> QUESTIONS:
1) Using the text on the interstate abortion bill, decide whether each statement agrees with it: (a) The House passed the bill 270 to 157. (b) The bill's chief sponsor is a Democrat. (c) The constitution forbids any tax or duty on goods exported from a state. For each, answer yes or no and quote the words from the text that settle it.
2) In the text on the interstate abortion bill, on what day did the House pass the bill?
3) Write the next part of the text on the interstate abortion bill, picking up after its last sentence.

State's rights, personal rights, abortion rights
The House passed a bill on Wednesday making it a federal crime for any adult to transport an under-age girl across state lines to have an abortion without the consent of her parents. A vote on a similar bill is expected in the Senate later this spring or early this summer, and backers says its chances are good.
The measure, the Child Interstate Abortion Notification Act, passed 270 to 157 and was a victory for abortion opponents, who have been pushing an ambitious agenda now that Congress is under greater Republican control.
"This legislation will close a loophole that allows adults not only to help minors break state laws by obtaining an abortion without parental consent, but also contributes to ending the life of an innocent child," said the chief sponsor, Representative Ileana Ros-Lehtinen, Republican of Florida.
Congress has the power "to regulate commerce … among the several states." Some conservatives claim that the NLRB, ESA, EPA, Social Security, Medicare, Medicaid, and most of the government established since 1937, violate that clause. They argue that commerce is trade, exchange of cash for goods and services, across state lines. They don't think endangered species entirely within one state should be covered by ESA. Some argue that, since endangered species are not themselves businesses, so Congress shouldn't have been able to pass ESA. Furthermore, they claim that businesses which operate within one state shouldn't have to obey federal minimum wage or maximum hour laws.
Surely, anyone who thinks protecting endangered species isn't commerce can't argue that pregnancy is commerce.
How can those people turn around and say that a private citizen driving a friend across state lines is a federal offense? Where's the commerce? Where's the federal interest? One of the arguments that the federalists made in justifying the constitution was that the federal government ought to ensure the free flow across borders. In particular, the constitution ensures that "no tax or duty shall be laid on articles exported from any state." Now people aren't articles, and restrictions on your rights in one state aren't really taxes or duties, but surely people are entitled to more protection than products.

[Point location data]
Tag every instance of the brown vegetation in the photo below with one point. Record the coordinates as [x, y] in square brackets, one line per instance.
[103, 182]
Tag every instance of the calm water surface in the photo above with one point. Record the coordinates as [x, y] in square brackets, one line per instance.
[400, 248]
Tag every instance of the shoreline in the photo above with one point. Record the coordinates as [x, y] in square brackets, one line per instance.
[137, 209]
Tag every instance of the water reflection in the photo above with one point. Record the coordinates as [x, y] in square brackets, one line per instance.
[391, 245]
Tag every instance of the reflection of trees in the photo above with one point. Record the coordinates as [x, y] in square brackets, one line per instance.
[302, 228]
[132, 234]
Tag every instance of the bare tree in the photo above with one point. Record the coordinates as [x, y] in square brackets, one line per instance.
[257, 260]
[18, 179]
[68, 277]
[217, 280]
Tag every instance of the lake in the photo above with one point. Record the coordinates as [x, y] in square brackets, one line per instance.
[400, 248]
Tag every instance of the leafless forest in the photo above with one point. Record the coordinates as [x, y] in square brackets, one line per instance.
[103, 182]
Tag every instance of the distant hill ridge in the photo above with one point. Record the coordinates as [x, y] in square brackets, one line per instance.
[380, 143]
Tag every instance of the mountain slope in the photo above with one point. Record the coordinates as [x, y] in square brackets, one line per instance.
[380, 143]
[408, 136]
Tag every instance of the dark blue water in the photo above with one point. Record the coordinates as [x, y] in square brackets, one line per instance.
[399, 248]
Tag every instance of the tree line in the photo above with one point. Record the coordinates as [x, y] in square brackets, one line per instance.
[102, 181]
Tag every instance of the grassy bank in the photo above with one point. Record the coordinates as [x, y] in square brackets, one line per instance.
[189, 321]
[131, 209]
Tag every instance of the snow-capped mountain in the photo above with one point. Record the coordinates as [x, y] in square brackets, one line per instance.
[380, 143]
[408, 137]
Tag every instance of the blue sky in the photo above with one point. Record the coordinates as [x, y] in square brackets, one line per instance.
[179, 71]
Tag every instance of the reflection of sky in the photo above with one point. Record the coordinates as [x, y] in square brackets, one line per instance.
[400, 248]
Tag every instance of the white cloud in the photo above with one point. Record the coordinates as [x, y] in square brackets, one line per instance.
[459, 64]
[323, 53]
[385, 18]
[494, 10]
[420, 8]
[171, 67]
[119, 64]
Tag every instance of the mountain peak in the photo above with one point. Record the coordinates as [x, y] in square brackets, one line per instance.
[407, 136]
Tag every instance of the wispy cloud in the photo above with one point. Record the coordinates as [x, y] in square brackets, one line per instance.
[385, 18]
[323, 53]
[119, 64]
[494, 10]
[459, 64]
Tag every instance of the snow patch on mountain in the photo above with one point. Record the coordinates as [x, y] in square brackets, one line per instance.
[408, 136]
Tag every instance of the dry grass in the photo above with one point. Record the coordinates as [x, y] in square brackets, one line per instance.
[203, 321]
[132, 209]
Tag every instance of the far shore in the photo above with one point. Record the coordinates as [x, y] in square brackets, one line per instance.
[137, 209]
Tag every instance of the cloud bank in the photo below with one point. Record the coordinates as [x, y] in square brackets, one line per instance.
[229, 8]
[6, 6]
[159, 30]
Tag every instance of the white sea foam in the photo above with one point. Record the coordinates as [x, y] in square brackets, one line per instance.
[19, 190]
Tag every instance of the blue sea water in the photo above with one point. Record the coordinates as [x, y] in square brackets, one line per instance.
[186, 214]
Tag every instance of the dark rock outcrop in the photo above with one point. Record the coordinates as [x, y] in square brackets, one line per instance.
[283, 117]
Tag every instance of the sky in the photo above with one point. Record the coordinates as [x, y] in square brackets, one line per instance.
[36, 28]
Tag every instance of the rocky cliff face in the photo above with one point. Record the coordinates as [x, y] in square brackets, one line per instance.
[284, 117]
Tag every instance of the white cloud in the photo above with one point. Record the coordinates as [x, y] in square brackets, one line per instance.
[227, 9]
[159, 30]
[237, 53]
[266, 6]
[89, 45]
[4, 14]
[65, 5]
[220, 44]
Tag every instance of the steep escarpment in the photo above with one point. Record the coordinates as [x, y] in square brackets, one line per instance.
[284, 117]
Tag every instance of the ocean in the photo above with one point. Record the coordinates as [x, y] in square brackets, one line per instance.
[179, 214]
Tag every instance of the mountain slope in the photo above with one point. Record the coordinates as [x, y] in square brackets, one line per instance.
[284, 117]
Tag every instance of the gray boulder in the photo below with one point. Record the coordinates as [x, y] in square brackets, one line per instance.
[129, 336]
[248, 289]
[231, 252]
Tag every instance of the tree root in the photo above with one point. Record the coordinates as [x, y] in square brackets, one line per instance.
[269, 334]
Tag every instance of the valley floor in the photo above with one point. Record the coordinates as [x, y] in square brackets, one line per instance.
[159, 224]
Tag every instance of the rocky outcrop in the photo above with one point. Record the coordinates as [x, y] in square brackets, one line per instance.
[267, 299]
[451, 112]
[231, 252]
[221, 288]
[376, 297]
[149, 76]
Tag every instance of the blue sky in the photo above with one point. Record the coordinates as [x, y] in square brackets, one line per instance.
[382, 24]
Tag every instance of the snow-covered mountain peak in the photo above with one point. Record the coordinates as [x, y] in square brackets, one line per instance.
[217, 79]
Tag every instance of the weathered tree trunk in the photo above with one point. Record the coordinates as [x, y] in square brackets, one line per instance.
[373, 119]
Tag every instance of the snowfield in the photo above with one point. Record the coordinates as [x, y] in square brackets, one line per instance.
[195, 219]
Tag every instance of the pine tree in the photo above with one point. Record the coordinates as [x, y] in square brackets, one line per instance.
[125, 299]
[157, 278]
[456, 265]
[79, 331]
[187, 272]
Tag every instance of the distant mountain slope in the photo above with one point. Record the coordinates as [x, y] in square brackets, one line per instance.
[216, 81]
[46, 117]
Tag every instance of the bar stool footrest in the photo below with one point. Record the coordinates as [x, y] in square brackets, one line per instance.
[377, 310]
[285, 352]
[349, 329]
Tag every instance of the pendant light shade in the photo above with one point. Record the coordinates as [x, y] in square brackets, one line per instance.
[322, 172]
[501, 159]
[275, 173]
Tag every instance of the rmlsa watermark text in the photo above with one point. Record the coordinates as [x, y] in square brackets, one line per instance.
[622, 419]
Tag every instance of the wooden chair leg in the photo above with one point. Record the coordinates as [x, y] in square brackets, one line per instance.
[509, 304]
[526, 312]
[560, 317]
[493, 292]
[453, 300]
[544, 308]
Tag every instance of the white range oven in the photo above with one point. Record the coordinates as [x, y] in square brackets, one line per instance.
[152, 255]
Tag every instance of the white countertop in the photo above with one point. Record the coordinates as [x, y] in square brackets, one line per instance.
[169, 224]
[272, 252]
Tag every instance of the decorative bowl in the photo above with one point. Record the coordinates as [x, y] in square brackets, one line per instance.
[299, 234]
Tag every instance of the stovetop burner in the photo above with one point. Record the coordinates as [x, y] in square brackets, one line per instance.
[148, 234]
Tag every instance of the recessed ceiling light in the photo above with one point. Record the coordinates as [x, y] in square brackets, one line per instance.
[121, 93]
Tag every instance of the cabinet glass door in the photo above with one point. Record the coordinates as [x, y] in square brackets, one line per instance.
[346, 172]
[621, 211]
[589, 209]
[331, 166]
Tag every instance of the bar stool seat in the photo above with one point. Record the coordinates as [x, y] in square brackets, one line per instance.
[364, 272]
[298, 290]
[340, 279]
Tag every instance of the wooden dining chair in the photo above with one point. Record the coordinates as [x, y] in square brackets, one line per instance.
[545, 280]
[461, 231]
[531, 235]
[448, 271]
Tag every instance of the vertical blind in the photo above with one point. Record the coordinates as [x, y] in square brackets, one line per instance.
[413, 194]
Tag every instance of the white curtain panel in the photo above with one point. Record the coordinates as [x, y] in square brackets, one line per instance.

> ANSWERS TO THIS EXERCISE:
1)
(a) Yes: "passed 270 to 157"
(b) No: "Representative Ileana Ros-Lehtinen, Republican of Florida"
(c) Yes: "no tax or duty shall be laid on articles exported from any state."

2) Wednesday.

3)
This is also a violation of state and personal rights. Each state regulates waiting periods, parental consent, and other medical decisionmaking in different ways. When I go to a different state, the speed limit changes. These are interstates. The feds could say that my speed limit is determined by state law in the state where my license or license plates were issued, but that would be stupid. The states would object to the intrusion on their right to set standards for safe driving and their ability to determine community standards.
Here's a scenario where this law will make life miserable. A woman is traveling. Or she's in college. Or visiting grandparents for a while. She's pregnant. A complication emerges. She's rushed to the hospital, where it's determined that it's medically necessary to perform an abortion. But she's an out of state minor. Must she wait 24 hours, and fly her parents in, before a necessary procedure?
And how do you distinguish that case from someone traveling across state lines after being diagnosed with the problem? What about someone who has an urgent problem, but not emergency? What if it just has to happen at some point, but not urgently? What if someone has legitimate business in a state with more liberal laws, and while there, has an abortion? Were they transported across state lines for the purpose of the abortion, or is the transportation independent of the abortion? And who gets to decide?
Set aside the affirmative defense of abortion rights, that parental notification laws protect incest, that waiting periods punish poor women, and so forth. How do you enforce this law? Will there be inspectors at the borders to check everyone's papers? How far is this from the Fugitive Slave Act, compelling people with few rights in one state to return there no matter what?